- [DOCUMENT SECTION]

-- -- --

Mobile clinic brings health care to rural Pennsylvanians

University Park, Pa. -- For people who live in rural areas, access to health care is often a challenge. Now, residents of Greene County, Pennsylvania, have better access to health care, thanks to the mobile clinic established by Mona Counts, Elouise Ross Eberly Professor of Nursing at Penn State. The mobile clinic is an extension of the Primary Care Center of Mt. Morris (PCC), which is also located in Greene County and which Counts co-founded in 1994.

“The mobile clinic is absolutely necessary for Greene County,” says Counts. “There’s no fixed public transportation, which makes it difficult to get to the county’s limited number of health care centers. And, like most of rural Pennsylvania, many habitants are either underinsured or uninsured. We wanted to take the doctor’s office to them.”

The clinic, one of two funded in the state, began running on Feb. 27, following a ceremony attended by Bill DeWeese, majority whip of the Pennsylvania House of Representatives, and Paula Milone-Nuzzo, dean of Penn State’s School of Nursing. The custom-built 40-foot vehicle, complete will wheelchair access, then took to the road, staffed by a nurse practitioner, a medical assistant, a driver and a part-time social worker who provides counseling services to individuals and families.

The clinic travels across Greene County, parking at churches, senior centers, and other public meeting places. The primary goals of the mobile clinic are the identification of health care needs, early intervention, and the promotion of preventive measures through patient education.

“Within the first week, we came across several individuals with previously undiagnosed chronic conditions, such as diabetes,” says Counts. “They hadn’t been to see a doctor in years because they didn’t have health care coverage, couldn’t afford health care costs, or couldn’t make it to the doctor’s office because it was too far.”

-- -- --

- [INPUT DATA]
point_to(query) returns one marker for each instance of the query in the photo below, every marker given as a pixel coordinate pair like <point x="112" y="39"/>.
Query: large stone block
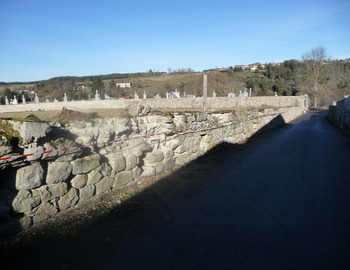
<point x="136" y="172"/>
<point x="29" y="177"/>
<point x="45" y="211"/>
<point x="168" y="163"/>
<point x="123" y="178"/>
<point x="86" y="164"/>
<point x="31" y="131"/>
<point x="68" y="200"/>
<point x="58" y="172"/>
<point x="105" y="184"/>
<point x="86" y="193"/>
<point x="117" y="162"/>
<point x="153" y="157"/>
<point x="79" y="181"/>
<point x="24" y="202"/>
<point x="94" y="177"/>
<point x="130" y="161"/>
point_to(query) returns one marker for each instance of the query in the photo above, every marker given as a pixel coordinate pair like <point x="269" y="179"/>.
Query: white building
<point x="125" y="84"/>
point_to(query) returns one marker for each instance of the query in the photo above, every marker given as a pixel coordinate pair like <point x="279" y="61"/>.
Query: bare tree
<point x="315" y="71"/>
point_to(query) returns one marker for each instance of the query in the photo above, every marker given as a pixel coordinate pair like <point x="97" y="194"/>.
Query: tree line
<point x="324" y="80"/>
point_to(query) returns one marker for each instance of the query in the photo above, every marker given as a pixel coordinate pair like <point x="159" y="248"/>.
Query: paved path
<point x="282" y="201"/>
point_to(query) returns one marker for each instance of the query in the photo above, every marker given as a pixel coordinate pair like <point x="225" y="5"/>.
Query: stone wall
<point x="38" y="187"/>
<point x="217" y="103"/>
<point x="340" y="114"/>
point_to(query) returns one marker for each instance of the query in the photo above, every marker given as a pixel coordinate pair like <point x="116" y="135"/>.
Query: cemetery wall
<point x="37" y="187"/>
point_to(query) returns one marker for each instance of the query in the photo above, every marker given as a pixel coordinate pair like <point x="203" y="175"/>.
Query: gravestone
<point x="15" y="101"/>
<point x="36" y="98"/>
<point x="97" y="96"/>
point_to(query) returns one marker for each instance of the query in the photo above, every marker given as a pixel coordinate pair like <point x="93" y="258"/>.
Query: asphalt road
<point x="281" y="201"/>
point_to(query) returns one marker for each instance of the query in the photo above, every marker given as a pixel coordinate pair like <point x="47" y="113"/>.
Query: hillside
<point x="288" y="78"/>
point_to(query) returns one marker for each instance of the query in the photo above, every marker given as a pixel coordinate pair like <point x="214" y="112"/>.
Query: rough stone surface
<point x="117" y="163"/>
<point x="94" y="177"/>
<point x="37" y="153"/>
<point x="86" y="164"/>
<point x="4" y="211"/>
<point x="79" y="181"/>
<point x="148" y="171"/>
<point x="30" y="176"/>
<point x="68" y="200"/>
<point x="26" y="222"/>
<point x="153" y="157"/>
<point x="105" y="169"/>
<point x="31" y="131"/>
<point x="57" y="190"/>
<point x="123" y="178"/>
<point x="45" y="211"/>
<point x="105" y="184"/>
<point x="86" y="193"/>
<point x="24" y="202"/>
<point x="130" y="161"/>
<point x="169" y="163"/>
<point x="136" y="172"/>
<point x="58" y="172"/>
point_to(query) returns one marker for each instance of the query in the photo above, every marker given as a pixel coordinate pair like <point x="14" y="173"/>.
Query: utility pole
<point x="205" y="92"/>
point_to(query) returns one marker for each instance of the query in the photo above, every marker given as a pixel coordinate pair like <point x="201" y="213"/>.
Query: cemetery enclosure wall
<point x="217" y="103"/>
<point x="46" y="185"/>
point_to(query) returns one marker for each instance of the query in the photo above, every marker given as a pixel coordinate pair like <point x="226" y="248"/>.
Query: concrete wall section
<point x="340" y="114"/>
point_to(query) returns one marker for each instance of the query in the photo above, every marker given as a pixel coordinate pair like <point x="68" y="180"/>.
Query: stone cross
<point x="97" y="96"/>
<point x="36" y="98"/>
<point x="245" y="93"/>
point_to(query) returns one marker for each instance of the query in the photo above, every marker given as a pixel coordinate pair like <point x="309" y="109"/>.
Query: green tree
<point x="315" y="72"/>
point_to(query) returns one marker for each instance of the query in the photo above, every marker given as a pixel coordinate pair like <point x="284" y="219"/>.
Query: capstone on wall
<point x="217" y="103"/>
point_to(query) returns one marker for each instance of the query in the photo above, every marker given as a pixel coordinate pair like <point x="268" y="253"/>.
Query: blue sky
<point x="49" y="38"/>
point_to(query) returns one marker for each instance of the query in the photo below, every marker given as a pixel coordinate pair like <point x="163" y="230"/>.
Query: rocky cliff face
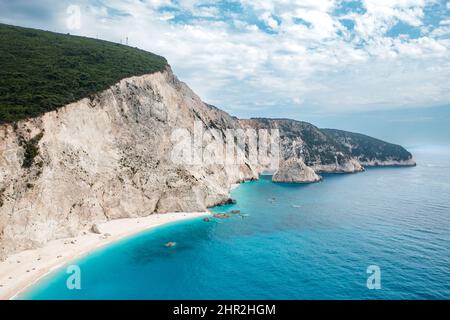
<point x="111" y="156"/>
<point x="105" y="158"/>
<point x="370" y="151"/>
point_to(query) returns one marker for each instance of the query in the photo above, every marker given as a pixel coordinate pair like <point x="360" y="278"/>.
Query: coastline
<point x="22" y="270"/>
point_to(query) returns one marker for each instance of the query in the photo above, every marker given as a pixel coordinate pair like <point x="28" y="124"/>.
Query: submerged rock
<point x="95" y="229"/>
<point x="170" y="244"/>
<point x="221" y="215"/>
<point x="295" y="170"/>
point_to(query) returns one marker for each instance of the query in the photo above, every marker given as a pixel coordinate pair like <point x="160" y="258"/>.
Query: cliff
<point x="110" y="155"/>
<point x="107" y="157"/>
<point x="370" y="151"/>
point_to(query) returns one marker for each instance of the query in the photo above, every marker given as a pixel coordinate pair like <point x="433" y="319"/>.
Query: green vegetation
<point x="41" y="71"/>
<point x="367" y="148"/>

-- -- --

- [WHAT IS BEING ASKED]
Do the following statements agree with the article about the mobile clinic in Greene County? For each, answer yes or no and quote the words from the article that decide it. (a) The mobile clinic is an extension of a care center that Counts co-founded in 1994. (b) The clinic's staff includes a full-time social worker. (c) The clinic parks at hospitals as it travels across Greene County.

- [TASK SOLUTION]
(a) Yes: "The mobile clinic is an extension of the Primary Care Center of Mt. Morris (PCC), which is also located in Greene County and which Counts co-founded in 1994."
(b) No: "a part-time social worker who provides counseling services to individuals and families."
(c) No: "parking at churches, senior centers, and other public meeting places."